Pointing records
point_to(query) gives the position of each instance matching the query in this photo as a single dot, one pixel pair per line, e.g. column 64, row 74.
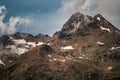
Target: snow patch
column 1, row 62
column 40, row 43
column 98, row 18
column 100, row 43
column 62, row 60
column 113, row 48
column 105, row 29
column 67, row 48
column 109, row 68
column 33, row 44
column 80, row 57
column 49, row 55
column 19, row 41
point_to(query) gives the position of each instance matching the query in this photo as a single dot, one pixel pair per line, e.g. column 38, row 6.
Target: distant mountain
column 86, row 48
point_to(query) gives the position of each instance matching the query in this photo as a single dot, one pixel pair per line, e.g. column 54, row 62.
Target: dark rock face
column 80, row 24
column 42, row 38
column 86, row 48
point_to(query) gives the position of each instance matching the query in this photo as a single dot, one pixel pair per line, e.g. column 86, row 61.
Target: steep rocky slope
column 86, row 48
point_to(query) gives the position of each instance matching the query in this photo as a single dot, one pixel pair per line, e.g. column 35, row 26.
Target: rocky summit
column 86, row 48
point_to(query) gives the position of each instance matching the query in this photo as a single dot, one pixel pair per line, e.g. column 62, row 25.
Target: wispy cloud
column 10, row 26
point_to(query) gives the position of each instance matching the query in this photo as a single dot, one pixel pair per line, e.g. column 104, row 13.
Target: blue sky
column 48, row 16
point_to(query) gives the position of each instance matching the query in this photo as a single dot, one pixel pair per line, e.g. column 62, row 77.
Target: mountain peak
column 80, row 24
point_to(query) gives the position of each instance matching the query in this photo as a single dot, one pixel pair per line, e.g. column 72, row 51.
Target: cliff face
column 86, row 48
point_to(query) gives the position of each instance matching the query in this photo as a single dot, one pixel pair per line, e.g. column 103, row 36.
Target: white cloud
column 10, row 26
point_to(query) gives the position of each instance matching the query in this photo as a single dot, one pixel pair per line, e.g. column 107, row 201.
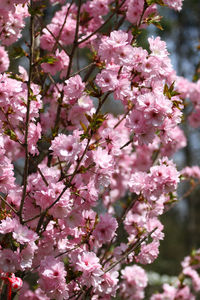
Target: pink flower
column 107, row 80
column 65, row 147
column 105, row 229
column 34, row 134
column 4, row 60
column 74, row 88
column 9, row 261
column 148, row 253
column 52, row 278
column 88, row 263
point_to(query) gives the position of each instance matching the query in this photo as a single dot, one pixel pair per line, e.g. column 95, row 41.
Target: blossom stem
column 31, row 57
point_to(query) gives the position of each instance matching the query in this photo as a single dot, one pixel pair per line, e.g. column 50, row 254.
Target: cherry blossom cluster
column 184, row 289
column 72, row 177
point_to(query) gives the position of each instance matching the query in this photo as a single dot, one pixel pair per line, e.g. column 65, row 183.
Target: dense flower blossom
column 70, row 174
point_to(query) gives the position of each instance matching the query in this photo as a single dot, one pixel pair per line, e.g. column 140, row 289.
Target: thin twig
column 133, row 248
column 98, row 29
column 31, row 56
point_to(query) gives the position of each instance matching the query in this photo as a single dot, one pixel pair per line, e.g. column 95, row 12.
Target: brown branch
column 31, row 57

...

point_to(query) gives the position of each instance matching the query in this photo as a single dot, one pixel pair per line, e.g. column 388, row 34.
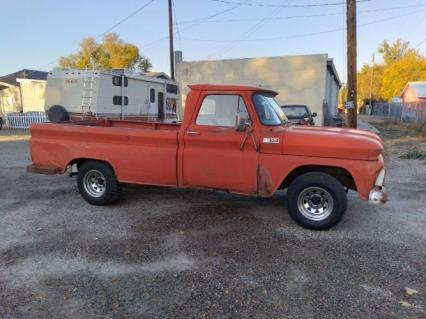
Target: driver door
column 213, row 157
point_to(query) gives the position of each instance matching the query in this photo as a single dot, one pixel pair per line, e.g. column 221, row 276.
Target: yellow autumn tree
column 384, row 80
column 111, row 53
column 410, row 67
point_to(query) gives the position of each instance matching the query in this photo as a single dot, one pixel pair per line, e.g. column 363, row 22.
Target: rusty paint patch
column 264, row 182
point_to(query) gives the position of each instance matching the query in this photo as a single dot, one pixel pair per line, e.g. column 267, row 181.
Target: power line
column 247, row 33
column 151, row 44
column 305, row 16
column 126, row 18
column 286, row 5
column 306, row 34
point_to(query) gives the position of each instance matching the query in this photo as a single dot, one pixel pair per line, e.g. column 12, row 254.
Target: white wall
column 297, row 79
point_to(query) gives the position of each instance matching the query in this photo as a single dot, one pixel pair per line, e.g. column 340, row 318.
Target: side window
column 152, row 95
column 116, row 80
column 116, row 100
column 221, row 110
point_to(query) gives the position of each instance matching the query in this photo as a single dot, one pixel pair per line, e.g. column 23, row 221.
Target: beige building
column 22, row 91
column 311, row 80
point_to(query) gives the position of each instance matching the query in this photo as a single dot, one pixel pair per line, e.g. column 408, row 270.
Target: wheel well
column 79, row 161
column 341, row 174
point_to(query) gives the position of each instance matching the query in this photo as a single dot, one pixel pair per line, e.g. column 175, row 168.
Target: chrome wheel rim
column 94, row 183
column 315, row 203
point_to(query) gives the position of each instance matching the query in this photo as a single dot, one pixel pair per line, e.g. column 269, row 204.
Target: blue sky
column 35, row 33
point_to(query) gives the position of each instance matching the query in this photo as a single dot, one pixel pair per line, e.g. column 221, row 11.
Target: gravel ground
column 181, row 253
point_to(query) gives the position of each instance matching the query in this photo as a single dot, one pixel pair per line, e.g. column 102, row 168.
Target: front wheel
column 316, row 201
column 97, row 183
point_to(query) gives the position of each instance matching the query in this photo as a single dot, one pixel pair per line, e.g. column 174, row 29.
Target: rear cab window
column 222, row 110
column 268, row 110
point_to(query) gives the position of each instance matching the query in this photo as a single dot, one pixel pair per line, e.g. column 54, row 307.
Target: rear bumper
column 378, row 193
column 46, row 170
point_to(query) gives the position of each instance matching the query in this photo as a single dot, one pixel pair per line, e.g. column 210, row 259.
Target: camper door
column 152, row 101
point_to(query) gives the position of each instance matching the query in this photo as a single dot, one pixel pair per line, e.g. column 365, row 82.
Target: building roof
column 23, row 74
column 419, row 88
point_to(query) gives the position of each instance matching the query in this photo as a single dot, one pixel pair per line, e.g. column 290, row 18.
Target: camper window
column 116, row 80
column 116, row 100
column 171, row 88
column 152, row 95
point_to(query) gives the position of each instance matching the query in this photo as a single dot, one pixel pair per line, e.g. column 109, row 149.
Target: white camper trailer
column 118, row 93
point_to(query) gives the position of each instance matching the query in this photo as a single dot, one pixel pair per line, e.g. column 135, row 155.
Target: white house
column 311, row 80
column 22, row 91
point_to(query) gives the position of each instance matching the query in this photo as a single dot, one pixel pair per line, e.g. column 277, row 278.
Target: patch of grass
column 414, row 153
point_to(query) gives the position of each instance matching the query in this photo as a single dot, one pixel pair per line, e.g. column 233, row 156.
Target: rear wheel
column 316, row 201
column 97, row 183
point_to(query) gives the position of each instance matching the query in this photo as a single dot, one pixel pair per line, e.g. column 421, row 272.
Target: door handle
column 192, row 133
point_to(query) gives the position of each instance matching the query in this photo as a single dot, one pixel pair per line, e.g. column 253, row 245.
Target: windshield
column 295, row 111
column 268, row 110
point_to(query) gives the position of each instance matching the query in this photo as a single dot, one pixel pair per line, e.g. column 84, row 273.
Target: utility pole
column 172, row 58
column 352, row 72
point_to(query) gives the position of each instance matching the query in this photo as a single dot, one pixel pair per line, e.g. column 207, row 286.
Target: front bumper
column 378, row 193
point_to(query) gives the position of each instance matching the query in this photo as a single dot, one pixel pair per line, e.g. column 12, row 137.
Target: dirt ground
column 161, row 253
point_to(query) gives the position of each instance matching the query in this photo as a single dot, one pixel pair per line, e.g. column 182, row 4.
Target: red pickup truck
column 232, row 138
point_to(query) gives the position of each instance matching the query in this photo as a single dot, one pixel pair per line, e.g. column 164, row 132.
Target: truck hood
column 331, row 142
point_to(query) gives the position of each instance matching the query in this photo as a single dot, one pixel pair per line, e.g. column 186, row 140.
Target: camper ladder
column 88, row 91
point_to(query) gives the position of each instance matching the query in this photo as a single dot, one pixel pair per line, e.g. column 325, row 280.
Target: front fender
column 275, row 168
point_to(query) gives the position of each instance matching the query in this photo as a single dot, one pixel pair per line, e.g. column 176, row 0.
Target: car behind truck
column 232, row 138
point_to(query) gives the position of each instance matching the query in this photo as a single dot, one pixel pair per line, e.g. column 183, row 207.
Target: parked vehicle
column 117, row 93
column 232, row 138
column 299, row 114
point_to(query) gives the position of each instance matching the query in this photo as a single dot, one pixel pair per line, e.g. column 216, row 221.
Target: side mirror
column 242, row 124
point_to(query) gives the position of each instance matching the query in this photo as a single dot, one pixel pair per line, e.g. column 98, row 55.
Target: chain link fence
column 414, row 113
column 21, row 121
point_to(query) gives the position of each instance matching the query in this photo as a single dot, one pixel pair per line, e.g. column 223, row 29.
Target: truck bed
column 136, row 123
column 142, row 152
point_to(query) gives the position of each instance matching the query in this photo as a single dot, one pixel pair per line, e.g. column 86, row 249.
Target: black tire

THE EXERCISE: Replace "pixel pair" with "coordinate pair" in the lines between the line holding "98, row 55." and the line holding "Target: black tire", inclusive, and reproduce only those lines with nothing else altered.

RESULT OF THE EXERCISE:
point_to(query) gives the position of each instance matching the query in this photo as a single dot, one coordinate pair per line, e.g. column 98, row 55.
Target: chain link fence
column 414, row 113
column 21, row 121
point_to(query) gives the position of each instance matching the query in this photo as a single dot, one coordinate pair per line, e.g. column 223, row 29.
Target: truck bed
column 136, row 123
column 142, row 152
point_to(query) gives the position of each instance matching the query in this photo as a single dot, one coordinate pair per line, e.g. column 86, row 249.
Target: black tire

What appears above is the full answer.